[START EXTRACT PROVIDED]

THE TWO ASPECTS OF INFINITY

1

LET us turn our thoughts towards it. The problem goes beyond humanity and em‑ braces all things. It is possible, I think, to view infinity under two distinct aspects. Let us contemplate the first of them. We are plunged in a universe that has no limits in space or time. It can neither go forward nor go back. It has no origin. It never began, nor will it ever end. The myriads of years behind it are even as the myriads which it has yet to unroll. From all time it has been at the boundless centre of the days. It could have no aim, for, if it had one, it would have attained it in the infinity of the years that lie behind us; besides, that aim would lie outside itself and, if anything lay outside it, infinity would be bounded by that thing and would cease to be infinity. It is not making for anywhere, for it would have arrived there; consequently, all that the worlds within its pale, all that we ourselves do can have no influence upon it. All that it will do it has done. All that it has not done remains undone because it can never do it. If it have no mind, it will never have one. If it have one, that mind has been at its climax from all time and will remain there, changeless and immovable. It is as young as it has ever been and as old as it will ever be. It has made in the past all the efforts and all the trials which it will make in the future; and, as all the possible combinations have been exhausted since what we cannot even call the beginning, it does not seem as if that which has not taken place in the eternity that stretches before our birth can happen in the eternity that will follow our death. If it have not become conscious, it will never become conscious; if it know not what it wishes, it will continue in ignorance, hopelessly, knowing all or knowing nothing and remaining as near its end as its beginning.

[END EXTRACT PROVIDED]
[START SUPPLIED DATA]

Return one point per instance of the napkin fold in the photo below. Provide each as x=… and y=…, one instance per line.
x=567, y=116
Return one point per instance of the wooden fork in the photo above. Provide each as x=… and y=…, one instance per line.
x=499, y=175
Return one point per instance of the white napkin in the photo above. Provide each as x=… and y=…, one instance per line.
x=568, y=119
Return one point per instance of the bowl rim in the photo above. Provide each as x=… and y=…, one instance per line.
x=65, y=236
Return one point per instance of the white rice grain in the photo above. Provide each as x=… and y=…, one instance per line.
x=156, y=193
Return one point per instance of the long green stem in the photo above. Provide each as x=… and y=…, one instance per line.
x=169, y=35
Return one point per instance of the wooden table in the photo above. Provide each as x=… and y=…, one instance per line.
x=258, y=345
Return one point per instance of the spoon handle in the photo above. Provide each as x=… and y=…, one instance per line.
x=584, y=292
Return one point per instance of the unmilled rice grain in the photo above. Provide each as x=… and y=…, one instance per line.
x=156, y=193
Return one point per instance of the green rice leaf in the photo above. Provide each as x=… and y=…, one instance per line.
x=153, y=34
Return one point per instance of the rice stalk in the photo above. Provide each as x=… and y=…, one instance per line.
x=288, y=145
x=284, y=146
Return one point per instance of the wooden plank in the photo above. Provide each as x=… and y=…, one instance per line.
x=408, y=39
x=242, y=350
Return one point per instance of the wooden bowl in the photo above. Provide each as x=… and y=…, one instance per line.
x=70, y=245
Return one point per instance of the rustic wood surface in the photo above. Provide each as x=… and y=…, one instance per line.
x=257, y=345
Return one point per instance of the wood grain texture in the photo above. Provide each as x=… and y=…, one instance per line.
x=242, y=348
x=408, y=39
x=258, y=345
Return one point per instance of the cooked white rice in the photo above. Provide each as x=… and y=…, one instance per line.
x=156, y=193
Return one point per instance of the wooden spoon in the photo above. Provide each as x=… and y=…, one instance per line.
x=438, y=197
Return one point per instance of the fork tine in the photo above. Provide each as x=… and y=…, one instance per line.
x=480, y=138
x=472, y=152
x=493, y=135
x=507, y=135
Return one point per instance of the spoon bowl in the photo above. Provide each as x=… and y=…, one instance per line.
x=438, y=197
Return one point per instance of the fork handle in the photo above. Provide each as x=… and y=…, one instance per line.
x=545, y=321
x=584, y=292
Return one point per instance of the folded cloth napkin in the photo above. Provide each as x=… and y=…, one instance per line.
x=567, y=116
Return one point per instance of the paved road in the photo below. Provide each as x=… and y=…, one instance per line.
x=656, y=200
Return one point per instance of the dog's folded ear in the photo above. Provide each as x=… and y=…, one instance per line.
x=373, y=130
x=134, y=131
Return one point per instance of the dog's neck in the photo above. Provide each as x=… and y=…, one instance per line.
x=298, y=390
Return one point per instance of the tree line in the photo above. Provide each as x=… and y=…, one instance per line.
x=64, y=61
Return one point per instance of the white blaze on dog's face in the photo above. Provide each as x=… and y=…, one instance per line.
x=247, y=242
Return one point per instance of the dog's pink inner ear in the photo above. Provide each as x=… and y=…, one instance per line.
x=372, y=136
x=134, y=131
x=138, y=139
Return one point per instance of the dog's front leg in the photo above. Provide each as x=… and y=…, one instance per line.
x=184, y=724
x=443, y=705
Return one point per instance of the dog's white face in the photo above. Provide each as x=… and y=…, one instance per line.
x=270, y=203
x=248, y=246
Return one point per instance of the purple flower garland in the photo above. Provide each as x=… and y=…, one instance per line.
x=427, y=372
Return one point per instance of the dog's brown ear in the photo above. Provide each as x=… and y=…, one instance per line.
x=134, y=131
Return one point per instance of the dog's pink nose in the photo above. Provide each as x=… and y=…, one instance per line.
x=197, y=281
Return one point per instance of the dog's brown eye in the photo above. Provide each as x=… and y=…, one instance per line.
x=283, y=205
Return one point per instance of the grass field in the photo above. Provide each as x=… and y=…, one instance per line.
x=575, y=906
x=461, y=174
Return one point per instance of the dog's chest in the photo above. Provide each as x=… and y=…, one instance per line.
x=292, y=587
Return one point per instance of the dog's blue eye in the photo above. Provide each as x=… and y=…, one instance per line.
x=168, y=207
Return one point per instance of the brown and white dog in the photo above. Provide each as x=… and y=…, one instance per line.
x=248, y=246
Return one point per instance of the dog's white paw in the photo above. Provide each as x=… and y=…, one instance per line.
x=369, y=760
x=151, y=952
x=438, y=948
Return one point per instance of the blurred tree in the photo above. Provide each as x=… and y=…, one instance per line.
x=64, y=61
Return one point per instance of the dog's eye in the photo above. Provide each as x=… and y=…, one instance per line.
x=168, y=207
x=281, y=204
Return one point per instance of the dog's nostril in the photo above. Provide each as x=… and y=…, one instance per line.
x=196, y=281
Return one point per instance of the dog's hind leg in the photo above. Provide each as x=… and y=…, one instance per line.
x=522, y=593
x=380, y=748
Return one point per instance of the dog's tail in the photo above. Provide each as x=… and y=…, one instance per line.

[END SUPPLIED DATA]

EXERCISE SET:
1) In the passage on the two aspects of infinity, how does the writer describe the age of the universe?
2) Carry the passage on the two aspects of infinity forward from its final sentence, keeping its tone and line of thought.
The listing has no connection to the passage on infinity.

TASK ANSWERS:
1) It is as young as it has ever been and as old as it will ever be.

2)
This is the gloomiest thought to which man can attain. So far, I do not think that its depths have been sufficiently sounded. If it were really irrefutable    and some may contend that it is — if it actually contained the last word of the great riddle, it would be almost impossible to live in its shadow. Naught save the certainty that our conceptions of time and space are illusive and absurd can lighten the abyss wherein our last hope would perish.


2

The universe thus conceived would be, if not intelligible, at least admissible by our reason; but in that universe float billions of worlds limited by space and time. They are born, they die and they are born again. They form part of the whole; and we see, therefore, that parts of that which has neither beginning nor end themselves begin and end. We, in fact, know only those parts; and they are of a number so infinite that in our eyes they fill all infinity. That which is going nowhere teems with that which appears to be going somewhere. That which has always known what it wants, or will never learn, seems to be eternally experimenting with more or less ill-success. At what goal is it aiming, since it is already there? Everything that we discover in that which could not possibly have an object looks as though it were pursuing one with inconceivable ardour; and the mind that animates what we see, in that which should know everything and possess itself, seems to know nothing and to seek itself without intermission. Thus all that is apparent to our senses in infinity gainsays that which our reason is compelled to ascribe to it. According as we fathom it, we come to understand how deep is our want of understanding; and, the more we strive to penetrate the two incomprehensible problems that stand face to face, the more they contradict each other.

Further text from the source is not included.